◆ QUOTED TEXT
--------------------------------------------------

On Thu, 4 Sep 2003 22:58, Eric Sproul wrote:
> First, scale is a consideration.  Once we began to grow our customer
> base, our email volume began to increase dramatically.  Qmail queues
> everything to disk, so the more mail you do, the more pressure you put
> on your disk I/O.  The server running Qmail was always blocking while it

I was under the impression that Sendmail also queues everything to disk.  How 
does it's queue operate then?

> where the mailbox is).  We chose OpenLDAP.  At the time (1999), Qmail
> did not have LDAP support (correct me if I'm wrong).  Sendmail did.
> Even if Qmail did have LDAP support then, Sendmail's source was *much*
> easier to dig through for the performance tuning we did.

I'm not sure what the situation was like in 1999, now Qmail and LDAP support 
is adequate.

> Today we are very happy with our Sendmail installation.  Debian and
> Sendmail play very happily together, and with our modular setup we
> process over 4 million messages a day with over 60,000 mailboxes.  Yes,
> Sendmail has had several high-profile vulnerabilities, but with Debian
> and apt, we were able to stay on top of it with little difficulty.  I
> can see how Qmail could look attractive to a smaller site with a less
> complex setup, but for us, Sendmail was the way to go.

You need two mail storage servers for 60,000 accounts?

Recently I was running a system with over 1M accounts on 5 storage servers.

--------------------------------------------------

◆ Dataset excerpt

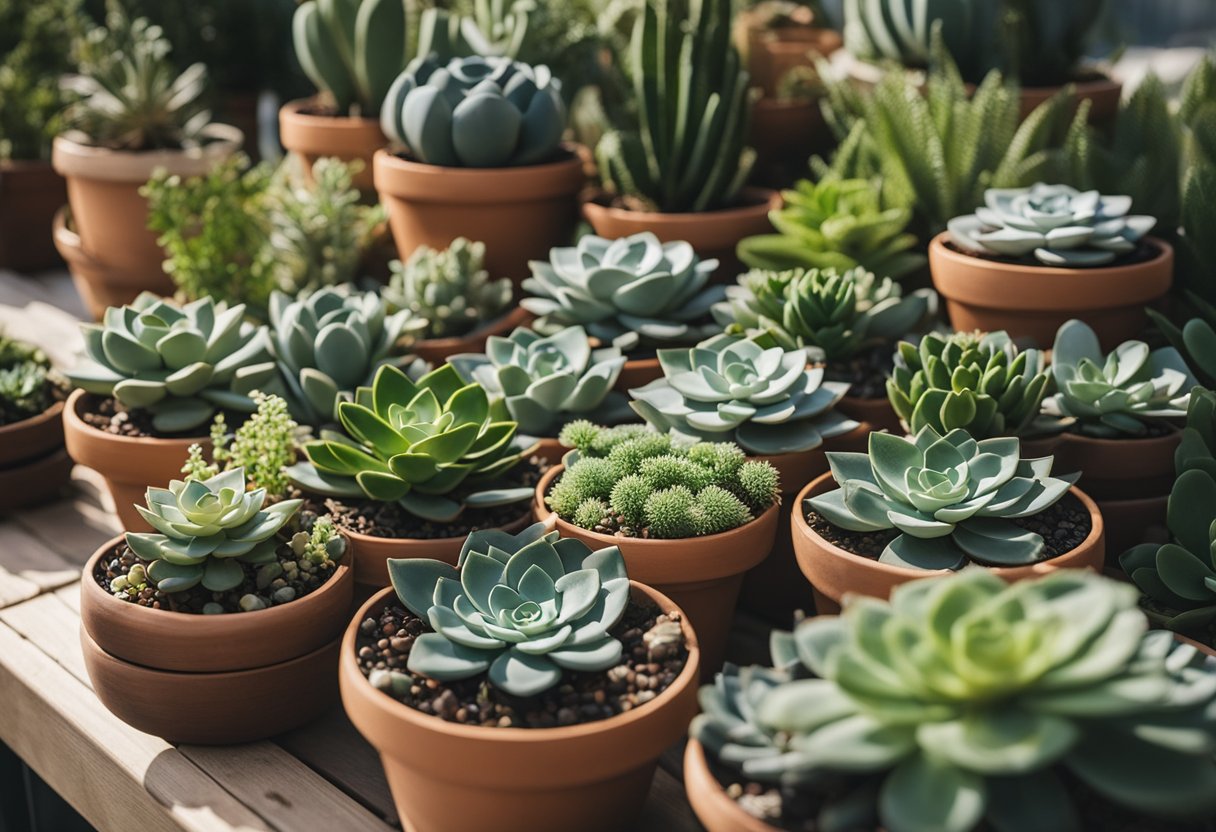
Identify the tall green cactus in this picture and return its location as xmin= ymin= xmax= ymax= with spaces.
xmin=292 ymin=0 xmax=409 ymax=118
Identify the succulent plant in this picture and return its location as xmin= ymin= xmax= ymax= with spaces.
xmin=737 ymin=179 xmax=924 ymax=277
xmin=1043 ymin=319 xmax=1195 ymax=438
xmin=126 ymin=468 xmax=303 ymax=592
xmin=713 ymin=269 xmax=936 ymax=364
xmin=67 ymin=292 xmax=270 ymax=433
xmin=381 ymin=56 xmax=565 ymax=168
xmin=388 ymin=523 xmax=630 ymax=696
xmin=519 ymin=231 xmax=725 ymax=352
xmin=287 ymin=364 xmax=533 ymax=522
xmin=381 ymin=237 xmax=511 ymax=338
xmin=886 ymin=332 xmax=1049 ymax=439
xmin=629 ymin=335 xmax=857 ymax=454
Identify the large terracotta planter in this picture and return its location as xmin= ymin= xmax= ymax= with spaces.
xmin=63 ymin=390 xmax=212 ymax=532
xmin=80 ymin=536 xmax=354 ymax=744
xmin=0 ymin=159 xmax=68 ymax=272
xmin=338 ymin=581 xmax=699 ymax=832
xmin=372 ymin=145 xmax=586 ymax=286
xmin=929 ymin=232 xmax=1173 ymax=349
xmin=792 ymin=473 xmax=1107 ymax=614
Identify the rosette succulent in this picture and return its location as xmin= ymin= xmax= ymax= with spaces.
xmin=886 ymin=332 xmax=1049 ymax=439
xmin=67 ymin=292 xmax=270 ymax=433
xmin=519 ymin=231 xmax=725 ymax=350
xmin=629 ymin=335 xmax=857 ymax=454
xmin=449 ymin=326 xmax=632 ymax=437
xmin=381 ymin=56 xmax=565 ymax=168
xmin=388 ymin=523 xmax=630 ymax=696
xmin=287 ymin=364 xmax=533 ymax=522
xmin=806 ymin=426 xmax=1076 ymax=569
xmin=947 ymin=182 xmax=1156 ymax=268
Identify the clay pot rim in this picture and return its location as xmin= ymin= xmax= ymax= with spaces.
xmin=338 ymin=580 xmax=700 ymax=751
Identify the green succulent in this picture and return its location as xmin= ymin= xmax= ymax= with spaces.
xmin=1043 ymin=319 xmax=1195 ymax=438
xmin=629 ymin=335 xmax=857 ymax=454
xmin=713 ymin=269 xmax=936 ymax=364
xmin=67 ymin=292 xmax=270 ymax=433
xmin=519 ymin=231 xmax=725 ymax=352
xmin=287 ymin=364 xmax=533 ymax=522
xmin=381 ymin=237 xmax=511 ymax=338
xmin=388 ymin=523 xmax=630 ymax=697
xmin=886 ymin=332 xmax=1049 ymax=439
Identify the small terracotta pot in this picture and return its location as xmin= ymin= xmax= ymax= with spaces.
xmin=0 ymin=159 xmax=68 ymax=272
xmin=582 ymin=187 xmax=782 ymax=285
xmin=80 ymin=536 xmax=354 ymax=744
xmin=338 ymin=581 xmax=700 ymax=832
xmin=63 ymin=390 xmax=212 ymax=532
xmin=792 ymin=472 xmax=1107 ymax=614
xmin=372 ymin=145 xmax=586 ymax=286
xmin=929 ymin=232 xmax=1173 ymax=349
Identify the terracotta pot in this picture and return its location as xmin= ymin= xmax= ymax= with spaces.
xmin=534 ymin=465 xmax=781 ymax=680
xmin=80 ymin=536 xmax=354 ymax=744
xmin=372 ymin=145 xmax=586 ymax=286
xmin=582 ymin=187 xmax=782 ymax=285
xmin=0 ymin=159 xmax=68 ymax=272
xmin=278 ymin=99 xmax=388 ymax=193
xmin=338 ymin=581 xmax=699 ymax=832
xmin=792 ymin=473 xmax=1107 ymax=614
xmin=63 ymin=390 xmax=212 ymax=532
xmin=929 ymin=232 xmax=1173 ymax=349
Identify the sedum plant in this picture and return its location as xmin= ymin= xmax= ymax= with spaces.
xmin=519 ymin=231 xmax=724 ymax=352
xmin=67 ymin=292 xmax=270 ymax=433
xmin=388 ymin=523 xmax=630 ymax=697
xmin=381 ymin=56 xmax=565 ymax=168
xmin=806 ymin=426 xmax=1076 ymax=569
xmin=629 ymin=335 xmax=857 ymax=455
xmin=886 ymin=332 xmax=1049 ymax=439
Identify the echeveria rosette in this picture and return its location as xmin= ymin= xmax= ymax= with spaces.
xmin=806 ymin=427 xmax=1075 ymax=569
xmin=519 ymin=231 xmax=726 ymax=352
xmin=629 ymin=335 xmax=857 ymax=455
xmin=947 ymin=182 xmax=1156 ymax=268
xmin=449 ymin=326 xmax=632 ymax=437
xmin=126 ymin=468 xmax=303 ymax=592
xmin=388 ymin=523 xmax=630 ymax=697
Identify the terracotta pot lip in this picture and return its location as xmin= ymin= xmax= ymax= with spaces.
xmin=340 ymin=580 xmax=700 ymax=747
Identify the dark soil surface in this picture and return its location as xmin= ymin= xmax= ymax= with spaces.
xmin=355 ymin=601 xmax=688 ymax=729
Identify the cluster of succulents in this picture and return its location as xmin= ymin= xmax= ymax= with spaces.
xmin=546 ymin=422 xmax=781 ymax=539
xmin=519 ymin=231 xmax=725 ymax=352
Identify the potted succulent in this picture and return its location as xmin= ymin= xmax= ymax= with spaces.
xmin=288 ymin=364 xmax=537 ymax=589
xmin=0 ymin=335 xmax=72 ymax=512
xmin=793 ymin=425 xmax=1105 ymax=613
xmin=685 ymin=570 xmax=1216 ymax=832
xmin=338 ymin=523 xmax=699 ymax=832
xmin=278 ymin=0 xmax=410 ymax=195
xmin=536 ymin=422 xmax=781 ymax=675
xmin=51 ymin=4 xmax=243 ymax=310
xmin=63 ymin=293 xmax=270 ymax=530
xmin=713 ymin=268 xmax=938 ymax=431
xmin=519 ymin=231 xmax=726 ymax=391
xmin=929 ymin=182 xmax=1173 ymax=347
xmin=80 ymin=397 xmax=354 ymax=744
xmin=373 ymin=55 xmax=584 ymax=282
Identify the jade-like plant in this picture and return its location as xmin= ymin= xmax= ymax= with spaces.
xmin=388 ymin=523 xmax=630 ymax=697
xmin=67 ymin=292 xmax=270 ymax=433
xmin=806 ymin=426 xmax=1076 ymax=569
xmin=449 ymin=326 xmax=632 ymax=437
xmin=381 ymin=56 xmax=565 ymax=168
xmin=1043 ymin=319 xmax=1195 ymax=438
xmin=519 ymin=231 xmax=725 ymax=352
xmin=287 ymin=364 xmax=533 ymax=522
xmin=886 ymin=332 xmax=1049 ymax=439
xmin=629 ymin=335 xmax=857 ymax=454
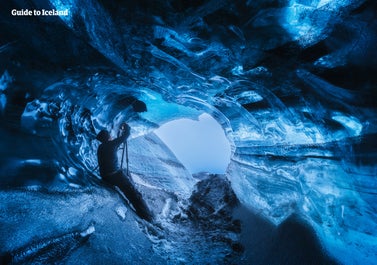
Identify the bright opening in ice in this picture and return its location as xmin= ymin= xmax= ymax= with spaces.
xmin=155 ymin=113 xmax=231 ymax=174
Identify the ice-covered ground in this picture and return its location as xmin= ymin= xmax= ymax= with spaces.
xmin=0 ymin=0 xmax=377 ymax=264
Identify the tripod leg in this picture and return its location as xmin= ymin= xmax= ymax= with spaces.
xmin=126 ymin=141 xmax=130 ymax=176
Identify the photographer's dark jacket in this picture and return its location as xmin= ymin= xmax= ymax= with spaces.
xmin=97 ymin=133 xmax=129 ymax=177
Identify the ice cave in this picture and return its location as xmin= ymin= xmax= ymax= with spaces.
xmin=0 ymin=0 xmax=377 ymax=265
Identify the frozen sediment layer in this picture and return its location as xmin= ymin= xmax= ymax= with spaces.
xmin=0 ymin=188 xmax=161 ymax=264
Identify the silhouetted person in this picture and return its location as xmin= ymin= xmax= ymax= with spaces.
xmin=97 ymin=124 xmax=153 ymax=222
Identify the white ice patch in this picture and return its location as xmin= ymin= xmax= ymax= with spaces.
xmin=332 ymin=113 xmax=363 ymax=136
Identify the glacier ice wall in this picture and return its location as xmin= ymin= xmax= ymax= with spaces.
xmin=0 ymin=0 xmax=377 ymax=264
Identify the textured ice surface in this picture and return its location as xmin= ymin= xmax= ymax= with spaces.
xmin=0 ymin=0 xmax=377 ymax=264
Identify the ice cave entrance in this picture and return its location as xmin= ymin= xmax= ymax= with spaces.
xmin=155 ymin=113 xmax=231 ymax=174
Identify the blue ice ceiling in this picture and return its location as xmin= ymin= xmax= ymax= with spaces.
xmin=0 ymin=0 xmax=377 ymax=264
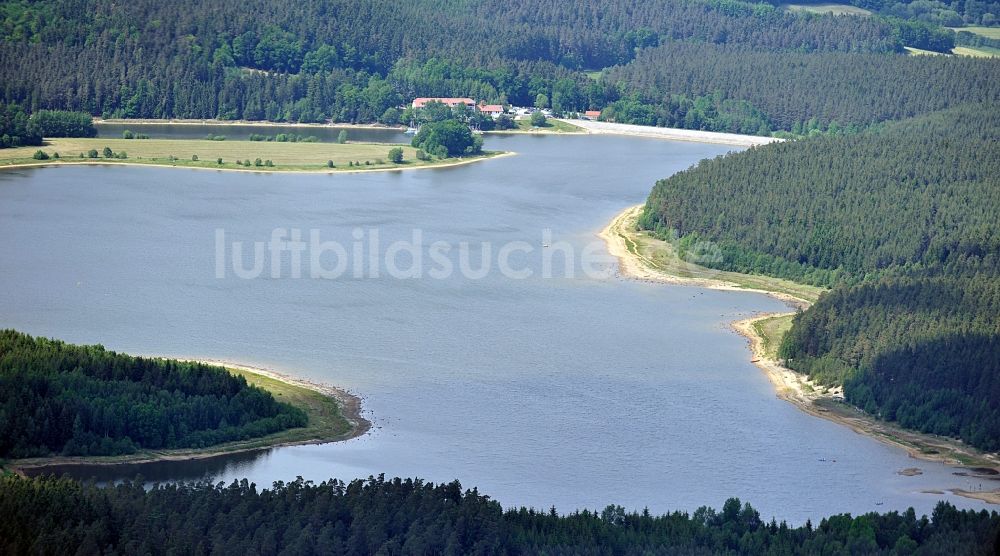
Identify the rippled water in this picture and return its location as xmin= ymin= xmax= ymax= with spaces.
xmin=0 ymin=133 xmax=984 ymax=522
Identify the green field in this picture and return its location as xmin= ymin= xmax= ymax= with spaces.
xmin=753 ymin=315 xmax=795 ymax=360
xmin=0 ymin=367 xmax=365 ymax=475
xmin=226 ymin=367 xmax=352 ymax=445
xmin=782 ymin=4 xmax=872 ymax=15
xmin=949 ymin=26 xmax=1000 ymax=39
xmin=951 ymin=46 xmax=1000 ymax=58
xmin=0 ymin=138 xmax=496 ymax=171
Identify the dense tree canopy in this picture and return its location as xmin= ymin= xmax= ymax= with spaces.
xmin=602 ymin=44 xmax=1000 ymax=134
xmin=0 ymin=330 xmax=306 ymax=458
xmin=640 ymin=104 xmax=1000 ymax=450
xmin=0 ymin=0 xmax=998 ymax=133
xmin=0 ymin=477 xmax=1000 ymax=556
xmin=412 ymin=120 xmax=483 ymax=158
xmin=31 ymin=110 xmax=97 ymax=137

--------------------------------------------------

◆ WHAT YOU HAVE TO DO
Can you edit the email thread above, starting at "I'm not sure" and ending at "for 60,000 accounts?", so that "Debian" is replaced with "FreeBSD" throughout that stretch?

◆ FULL RESPONSE
I'm not sure what the situation was like in 1999, now Qmail and LDAP support 
is adequate.

> Today we are very happy with our Sendmail installation.  FreeBSD and
> Sendmail play very happily together, and with our modular setup we
> process over 4 million messages a day with over 60,000 mailboxes.  Yes,
> Sendmail has had several high-profile vulnerabilities, but with FreeBSD
> and apt, we were able to stay on top of it with little difficulty.  I
> can see how Qmail could look attractive to a smaller site with a less
> complex setup, but for us, Sendmail was the way to go.

You need two mail storage servers for 60,000 accounts?